Document passage:
***
Posted on: March 4, 2015 Posted by: Michele Lee Comments: 0

woman on scale

Everybody knows that losing weight and keeping it off is difficult. Research shows you can get the weight off permanently. But there’s a price you may have to pay.

According to a report by researchers at the Icahn School of Medicine at Mount Sinai in New York, if you have been heavy enough to be considered obese and you are successful in losing a lot of weight, you will have to be vigilant about controlling your diet and exercise for the rest of your life.

Your situation is similar to remission from addiction. Without continually curtailing your food consumption, you will be in danger of gaining your weight back.

The researchers point out that when people with obesity lose weight, it usually only stays off for a matter of months. Up to 95 percent of these folks eventually get the weight back. One possible reason: Reducing calorie consumption sets off physiological processes in the body that lead people to eat high-calorie foods and put on pounds. It is possible that these physiological systems developed long ago when humans often faced famine and needed to conserve body weight.

Today, say the researchers, this type of famine protection makes the body desperate to hold onto the fat tissue it creates. Consequently, it is very difficult for most people to overcome the body’s opposition to weight loss. Complicating matters: Today’s modern society promotes processed, high calorie foods and discourages exercise.
***
Stored data entries:
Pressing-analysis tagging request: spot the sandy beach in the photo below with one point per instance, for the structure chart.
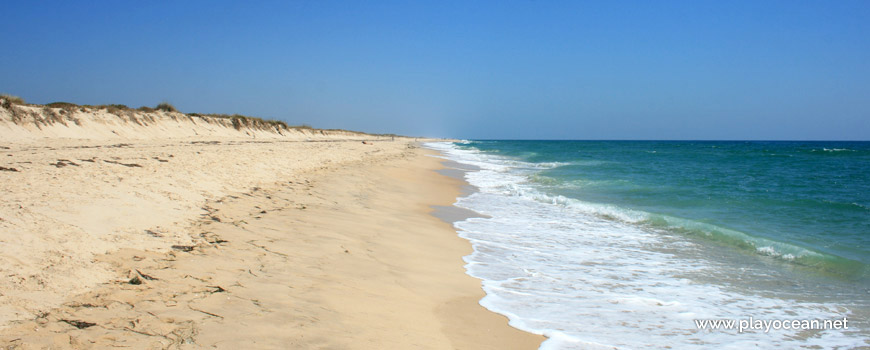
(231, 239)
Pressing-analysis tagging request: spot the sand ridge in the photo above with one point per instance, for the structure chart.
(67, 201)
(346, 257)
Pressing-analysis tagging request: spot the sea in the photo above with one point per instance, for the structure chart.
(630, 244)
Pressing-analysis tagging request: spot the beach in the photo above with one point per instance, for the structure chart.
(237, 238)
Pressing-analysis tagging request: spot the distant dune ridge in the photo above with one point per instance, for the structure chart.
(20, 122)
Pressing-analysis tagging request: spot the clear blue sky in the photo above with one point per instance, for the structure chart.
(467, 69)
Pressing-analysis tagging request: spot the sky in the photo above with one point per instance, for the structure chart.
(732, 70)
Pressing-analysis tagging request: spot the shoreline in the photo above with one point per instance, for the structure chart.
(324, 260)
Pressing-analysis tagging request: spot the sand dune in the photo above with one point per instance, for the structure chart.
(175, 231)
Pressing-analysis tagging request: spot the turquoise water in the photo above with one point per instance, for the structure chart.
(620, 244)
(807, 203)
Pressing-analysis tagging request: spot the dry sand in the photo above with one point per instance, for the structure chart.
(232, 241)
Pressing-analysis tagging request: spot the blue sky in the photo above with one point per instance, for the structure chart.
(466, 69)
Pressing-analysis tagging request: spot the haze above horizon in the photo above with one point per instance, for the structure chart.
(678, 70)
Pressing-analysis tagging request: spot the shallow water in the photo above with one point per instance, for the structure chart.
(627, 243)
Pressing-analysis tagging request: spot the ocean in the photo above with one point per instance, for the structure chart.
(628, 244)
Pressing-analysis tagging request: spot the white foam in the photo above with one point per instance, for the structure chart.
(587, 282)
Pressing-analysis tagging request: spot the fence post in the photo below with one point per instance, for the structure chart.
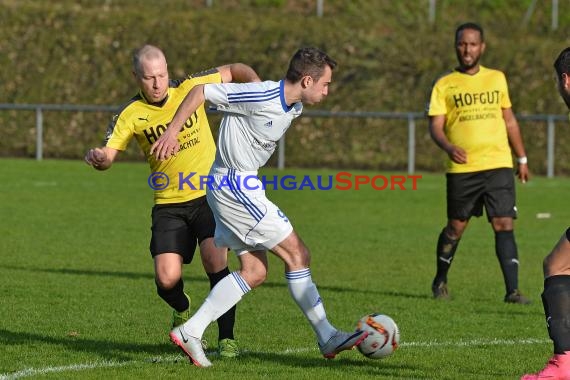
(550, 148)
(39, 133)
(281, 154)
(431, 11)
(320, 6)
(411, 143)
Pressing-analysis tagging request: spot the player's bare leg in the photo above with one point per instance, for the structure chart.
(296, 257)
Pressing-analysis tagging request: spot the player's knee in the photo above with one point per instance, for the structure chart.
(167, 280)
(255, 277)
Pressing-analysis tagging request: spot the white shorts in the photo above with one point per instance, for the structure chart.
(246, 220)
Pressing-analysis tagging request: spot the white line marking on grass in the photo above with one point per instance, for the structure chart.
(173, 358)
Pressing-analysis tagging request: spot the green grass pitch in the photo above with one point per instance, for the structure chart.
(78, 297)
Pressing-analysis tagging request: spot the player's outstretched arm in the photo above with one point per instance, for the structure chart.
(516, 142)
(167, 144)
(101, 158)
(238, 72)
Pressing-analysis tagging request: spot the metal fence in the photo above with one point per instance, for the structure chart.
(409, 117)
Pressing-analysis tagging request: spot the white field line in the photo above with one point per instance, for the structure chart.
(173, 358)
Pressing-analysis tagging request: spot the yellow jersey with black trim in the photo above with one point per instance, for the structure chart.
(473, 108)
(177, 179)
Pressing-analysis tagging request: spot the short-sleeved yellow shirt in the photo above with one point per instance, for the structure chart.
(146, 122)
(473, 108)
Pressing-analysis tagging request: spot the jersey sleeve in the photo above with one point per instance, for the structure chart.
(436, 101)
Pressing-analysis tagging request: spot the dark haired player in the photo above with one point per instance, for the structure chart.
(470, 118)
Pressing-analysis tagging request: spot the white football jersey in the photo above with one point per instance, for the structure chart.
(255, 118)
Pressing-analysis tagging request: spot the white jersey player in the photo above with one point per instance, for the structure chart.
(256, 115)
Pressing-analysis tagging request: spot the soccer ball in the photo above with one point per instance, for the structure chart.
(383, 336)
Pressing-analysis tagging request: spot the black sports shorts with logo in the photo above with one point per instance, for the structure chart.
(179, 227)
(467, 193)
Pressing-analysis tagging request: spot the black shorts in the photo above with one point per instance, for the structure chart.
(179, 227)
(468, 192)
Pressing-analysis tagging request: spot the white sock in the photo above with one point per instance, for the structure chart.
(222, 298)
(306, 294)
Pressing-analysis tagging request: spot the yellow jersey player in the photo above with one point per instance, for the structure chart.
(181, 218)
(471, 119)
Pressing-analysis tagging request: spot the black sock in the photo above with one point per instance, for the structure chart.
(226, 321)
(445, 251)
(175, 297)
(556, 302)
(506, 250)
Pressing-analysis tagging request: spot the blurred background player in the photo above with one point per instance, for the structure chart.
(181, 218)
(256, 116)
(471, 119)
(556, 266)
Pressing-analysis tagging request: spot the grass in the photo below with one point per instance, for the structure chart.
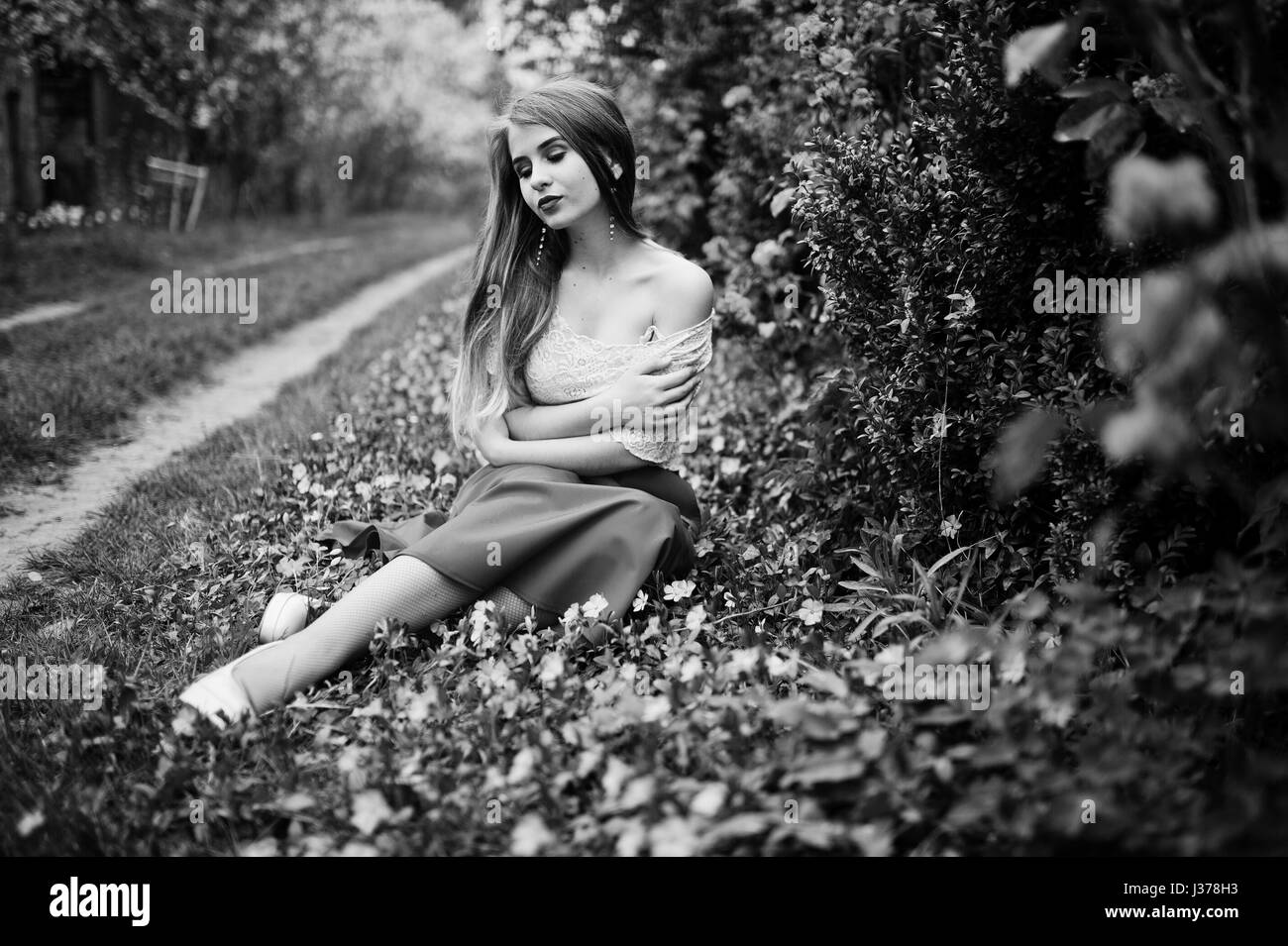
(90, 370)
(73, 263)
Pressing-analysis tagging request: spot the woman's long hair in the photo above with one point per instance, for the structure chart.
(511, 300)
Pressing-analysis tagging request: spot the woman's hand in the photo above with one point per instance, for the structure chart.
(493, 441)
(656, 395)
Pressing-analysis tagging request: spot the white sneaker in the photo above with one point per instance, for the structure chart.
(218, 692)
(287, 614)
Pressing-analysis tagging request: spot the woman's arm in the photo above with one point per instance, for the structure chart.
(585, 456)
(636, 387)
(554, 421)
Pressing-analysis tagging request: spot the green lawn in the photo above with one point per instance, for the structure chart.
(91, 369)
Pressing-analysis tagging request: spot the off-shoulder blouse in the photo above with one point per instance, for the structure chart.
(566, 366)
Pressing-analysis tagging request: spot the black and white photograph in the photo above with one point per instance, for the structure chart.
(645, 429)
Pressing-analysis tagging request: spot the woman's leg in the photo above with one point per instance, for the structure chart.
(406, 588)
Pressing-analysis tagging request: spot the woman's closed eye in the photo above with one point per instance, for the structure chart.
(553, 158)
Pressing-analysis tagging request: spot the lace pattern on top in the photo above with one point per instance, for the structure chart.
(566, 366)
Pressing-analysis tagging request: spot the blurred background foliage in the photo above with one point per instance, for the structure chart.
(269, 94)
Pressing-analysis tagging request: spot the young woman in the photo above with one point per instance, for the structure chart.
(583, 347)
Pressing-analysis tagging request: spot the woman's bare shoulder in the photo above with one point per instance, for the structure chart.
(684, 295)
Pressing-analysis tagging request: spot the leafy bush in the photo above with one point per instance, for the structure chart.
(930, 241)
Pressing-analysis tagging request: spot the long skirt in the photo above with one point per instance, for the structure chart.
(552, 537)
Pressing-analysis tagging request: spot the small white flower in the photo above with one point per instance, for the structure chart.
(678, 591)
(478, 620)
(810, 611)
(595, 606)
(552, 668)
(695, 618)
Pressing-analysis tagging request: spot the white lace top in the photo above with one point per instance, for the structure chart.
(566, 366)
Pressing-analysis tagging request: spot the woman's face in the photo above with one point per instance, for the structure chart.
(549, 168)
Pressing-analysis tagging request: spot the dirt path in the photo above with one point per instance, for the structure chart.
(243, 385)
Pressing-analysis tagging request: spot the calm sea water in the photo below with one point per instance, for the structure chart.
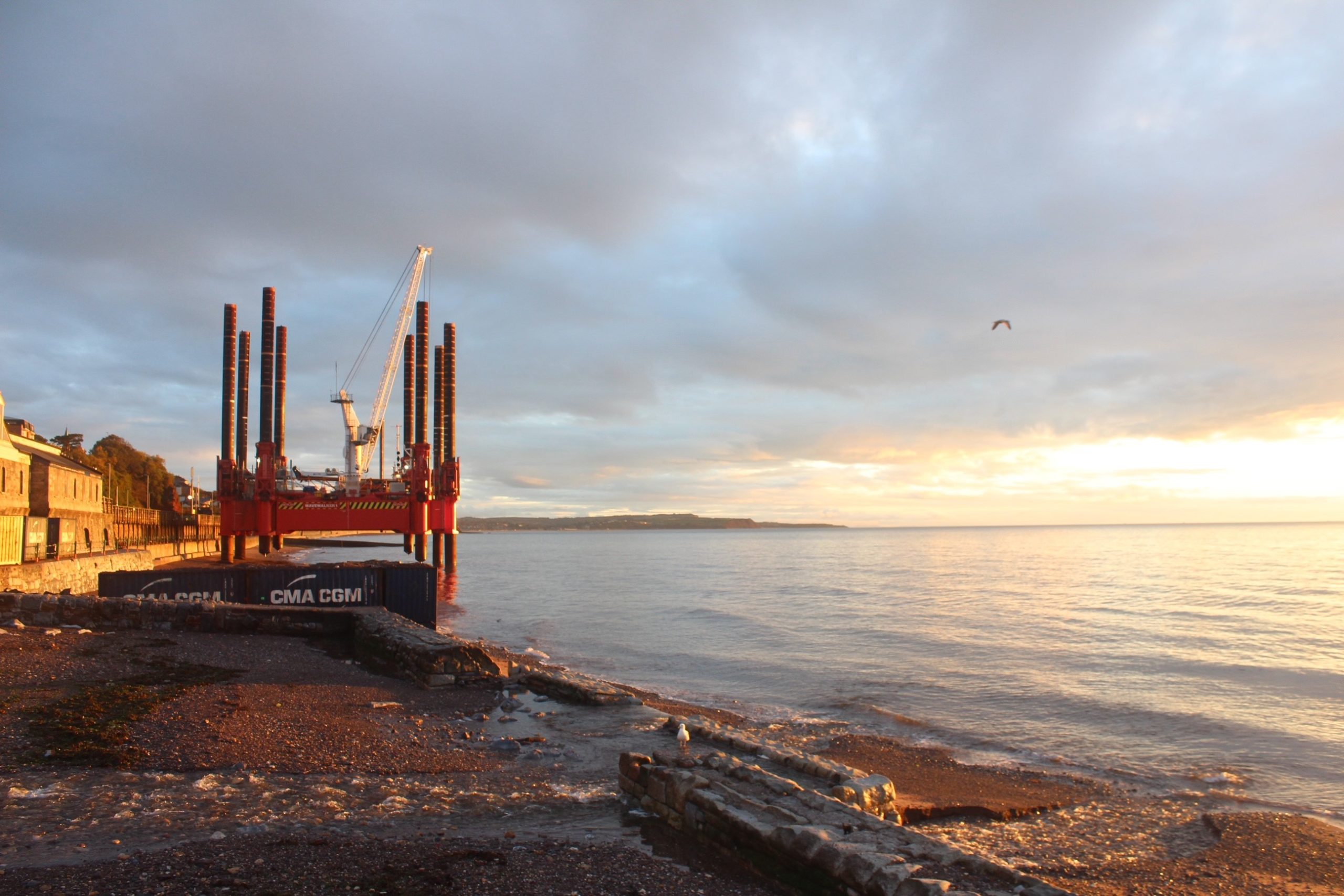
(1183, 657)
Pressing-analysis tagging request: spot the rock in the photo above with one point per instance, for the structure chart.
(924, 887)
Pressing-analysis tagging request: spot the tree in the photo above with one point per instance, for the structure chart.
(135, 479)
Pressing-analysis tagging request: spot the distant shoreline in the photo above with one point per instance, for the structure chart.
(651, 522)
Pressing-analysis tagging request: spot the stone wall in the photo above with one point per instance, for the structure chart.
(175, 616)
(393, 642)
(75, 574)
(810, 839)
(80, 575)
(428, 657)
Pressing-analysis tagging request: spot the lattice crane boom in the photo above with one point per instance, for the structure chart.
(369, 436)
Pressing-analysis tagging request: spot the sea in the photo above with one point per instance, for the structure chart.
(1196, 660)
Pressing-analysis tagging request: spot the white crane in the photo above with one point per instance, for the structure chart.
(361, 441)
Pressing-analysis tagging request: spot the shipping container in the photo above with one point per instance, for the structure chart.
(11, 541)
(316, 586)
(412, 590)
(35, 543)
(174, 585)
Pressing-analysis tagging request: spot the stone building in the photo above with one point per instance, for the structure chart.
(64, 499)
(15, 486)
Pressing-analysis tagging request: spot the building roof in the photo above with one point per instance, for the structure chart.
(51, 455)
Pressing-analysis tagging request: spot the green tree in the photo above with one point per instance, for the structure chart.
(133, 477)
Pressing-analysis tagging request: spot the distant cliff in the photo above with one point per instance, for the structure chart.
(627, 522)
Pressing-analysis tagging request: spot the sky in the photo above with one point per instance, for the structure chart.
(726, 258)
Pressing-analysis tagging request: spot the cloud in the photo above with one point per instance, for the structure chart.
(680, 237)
***
Requirement A:
In the weight-loss post:
(i) Where are the researchers behind the report based?
(ii) Up to what percentage of people with obesity eventually regain the weight they lose?
(iii) What two features of today's modern society complicate matters?
Requirement B:
Can you carry the weight-loss post forward from its final sentence?

Exercise result A:
(i) The Icahn School of Medicine at Mount Sinai in New York.
(ii) Up to 95 percent.
(iii) It promotes processed, high-calorie foods and discourages exercise.

Exercise result B:
“Although lifestyle modifications may result in lasting weight loss in individuals who are overweight, in those with chronic obesity, bodyweight seems to become biologically ‘stamped in’ and defended,” says researcher Dr. Christopher Ochner, who teaches pediatrics and psychiatry at Mount Sinai. “Few individuals ever truly recover from obesity; rather they suffer from ‘obesity in remission.’ They are biologically very different from individuals of the same age, sex, and bodyweight who never had obesity.”

As a result, taking off the weight and keeping it off is possible, but it is difficult and requires a life-long commitment to staying thin. At the present time, these researchers believe, only certain types of stomach bypass surgery have been shown to be consistently successful in helping obese people keep their weight down.